+++ Data supplied

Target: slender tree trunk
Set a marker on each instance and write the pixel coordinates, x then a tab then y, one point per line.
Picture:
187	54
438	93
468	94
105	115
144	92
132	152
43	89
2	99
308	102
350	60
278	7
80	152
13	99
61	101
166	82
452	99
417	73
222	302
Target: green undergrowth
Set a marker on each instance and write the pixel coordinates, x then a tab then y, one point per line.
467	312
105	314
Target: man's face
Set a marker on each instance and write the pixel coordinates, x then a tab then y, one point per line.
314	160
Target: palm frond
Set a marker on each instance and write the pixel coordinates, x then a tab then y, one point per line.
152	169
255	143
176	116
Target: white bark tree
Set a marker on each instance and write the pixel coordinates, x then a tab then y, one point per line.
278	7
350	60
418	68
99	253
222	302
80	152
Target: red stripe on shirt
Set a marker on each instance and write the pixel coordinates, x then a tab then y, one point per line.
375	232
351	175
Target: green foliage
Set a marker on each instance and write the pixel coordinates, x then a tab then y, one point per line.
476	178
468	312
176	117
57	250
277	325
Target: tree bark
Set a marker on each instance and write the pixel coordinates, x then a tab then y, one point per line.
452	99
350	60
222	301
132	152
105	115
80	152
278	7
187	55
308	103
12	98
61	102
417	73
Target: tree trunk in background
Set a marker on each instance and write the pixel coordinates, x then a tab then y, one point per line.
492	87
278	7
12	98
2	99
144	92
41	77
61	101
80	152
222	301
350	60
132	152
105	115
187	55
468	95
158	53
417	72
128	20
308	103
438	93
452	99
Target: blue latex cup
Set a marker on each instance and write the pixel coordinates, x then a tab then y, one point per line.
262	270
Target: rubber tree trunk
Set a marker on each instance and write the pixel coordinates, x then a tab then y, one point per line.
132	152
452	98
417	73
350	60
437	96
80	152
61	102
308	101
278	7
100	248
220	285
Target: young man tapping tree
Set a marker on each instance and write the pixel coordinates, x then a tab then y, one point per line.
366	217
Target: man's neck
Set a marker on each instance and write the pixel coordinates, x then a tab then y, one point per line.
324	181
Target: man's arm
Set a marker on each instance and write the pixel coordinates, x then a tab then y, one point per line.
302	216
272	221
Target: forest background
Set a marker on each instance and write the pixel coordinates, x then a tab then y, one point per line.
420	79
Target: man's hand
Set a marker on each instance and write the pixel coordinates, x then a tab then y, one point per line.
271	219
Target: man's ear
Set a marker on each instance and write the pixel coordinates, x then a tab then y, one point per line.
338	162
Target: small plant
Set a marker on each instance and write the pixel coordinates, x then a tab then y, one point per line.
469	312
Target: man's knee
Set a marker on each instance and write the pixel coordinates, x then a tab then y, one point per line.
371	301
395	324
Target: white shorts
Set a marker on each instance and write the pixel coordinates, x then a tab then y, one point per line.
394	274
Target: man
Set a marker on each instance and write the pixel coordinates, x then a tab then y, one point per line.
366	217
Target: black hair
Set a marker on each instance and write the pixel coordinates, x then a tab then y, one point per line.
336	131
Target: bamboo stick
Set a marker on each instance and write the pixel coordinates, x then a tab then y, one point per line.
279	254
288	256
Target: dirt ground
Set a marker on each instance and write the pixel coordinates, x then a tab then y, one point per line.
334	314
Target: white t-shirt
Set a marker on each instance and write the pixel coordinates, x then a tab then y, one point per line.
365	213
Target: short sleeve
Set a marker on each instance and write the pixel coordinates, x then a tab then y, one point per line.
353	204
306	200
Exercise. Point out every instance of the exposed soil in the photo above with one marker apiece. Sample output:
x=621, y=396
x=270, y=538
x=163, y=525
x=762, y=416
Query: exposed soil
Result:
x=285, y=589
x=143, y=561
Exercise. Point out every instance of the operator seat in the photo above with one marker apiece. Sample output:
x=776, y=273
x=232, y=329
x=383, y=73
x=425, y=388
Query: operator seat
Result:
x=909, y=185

++++++

Starting with the first line of the records above, give back each line exactly until the line with "Target: green undergrowth" has been given as well.

Target: slender tree trunk
Set a marker on each instance and write the pixel coordinates, x then a tab then y, one point per line.
Picture:
187	54
438	93
468	94
105	115
144	92
132	152
43	89
2	99
308	102
350	60
278	7
80	152
13	99
61	101
166	82
452	99
417	73
222	302
Target: green undergrowth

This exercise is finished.